---------- Source document ----------

C The Command Line

The command line is an interface to a computer—a way for you (the human) to communicate with the machine. But unlike common graphical interfaces that use windows, icons, menus, and pointers, the command line is text-based: you type commands instead of clicking on icons. The command line lets you do everything you’d normally do by clicking with a mouse, but by typing in a manner similar to programming!

An example of the command line in action (from Wikipedia).

The command line is not as friendly or intuitive as a graphical interface: it’s much harder to learn and figure out. However, it has the advantage of being both more powerful and more efficient in the hands of expert users. (It’s faster to type than to move a mouse, and you can do lots of “clicks” with a single command). The command line is also used when working on remote servers or other computers that for some reason do not have a graphical interface enabled. Thus, command line is an essential tool for all professional developers, particularly when working with large amounts of data or files.

This chapter will give you a brief introduction to basic tasks using the command line: enough to get you comfortable navigating the interface and able to interpret commands.

For an updated and expanded version of this content, see Chapter 2 of Programming Skills for Data Science. The text is available online through Safari Online, free for students with a UW NetID.

---------- Dataset ----------

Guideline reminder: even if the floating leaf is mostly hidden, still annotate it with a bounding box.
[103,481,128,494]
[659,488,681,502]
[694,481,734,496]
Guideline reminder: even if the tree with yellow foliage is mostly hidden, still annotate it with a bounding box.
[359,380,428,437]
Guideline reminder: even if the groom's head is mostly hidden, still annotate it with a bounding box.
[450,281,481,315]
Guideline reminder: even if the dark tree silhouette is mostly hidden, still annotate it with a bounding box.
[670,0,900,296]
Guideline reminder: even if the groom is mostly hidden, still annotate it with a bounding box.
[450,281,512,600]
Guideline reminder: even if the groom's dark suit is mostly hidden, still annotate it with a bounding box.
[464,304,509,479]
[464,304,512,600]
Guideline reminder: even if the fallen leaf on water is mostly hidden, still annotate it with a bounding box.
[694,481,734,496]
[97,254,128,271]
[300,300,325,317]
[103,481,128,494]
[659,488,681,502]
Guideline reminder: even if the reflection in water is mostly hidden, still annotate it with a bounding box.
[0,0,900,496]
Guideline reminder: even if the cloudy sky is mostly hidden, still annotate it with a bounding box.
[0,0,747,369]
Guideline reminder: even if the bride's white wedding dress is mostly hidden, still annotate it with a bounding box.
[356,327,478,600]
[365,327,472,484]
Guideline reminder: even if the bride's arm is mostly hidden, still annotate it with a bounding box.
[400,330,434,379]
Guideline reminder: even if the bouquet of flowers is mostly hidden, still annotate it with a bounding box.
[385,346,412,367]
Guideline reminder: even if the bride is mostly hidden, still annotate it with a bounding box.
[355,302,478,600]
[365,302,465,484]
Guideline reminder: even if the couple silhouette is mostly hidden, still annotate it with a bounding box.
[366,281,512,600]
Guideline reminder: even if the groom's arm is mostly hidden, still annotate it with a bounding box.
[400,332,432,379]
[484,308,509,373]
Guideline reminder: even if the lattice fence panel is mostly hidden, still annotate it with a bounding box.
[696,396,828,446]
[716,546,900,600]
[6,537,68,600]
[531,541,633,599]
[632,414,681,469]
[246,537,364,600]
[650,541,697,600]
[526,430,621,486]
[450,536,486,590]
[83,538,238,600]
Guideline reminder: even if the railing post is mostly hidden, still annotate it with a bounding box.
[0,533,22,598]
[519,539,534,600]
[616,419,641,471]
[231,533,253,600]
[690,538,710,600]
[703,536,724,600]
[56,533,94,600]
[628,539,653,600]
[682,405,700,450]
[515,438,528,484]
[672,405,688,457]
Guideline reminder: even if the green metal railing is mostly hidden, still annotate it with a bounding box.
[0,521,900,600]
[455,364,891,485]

----------

» Task to complete:
What does the text on the command line say about each of the following?
(a) What do you do on the command line instead of clicking on icons?
(b) Besides being more powerful, what other advantage does it give expert users?
(c) Where can an updated and expanded version of this content be found?

» Response to this exercise:
(a) You type commands.
(b) It is more efficient.
(c) In Chapter 2 of Programming Skills for Data Science.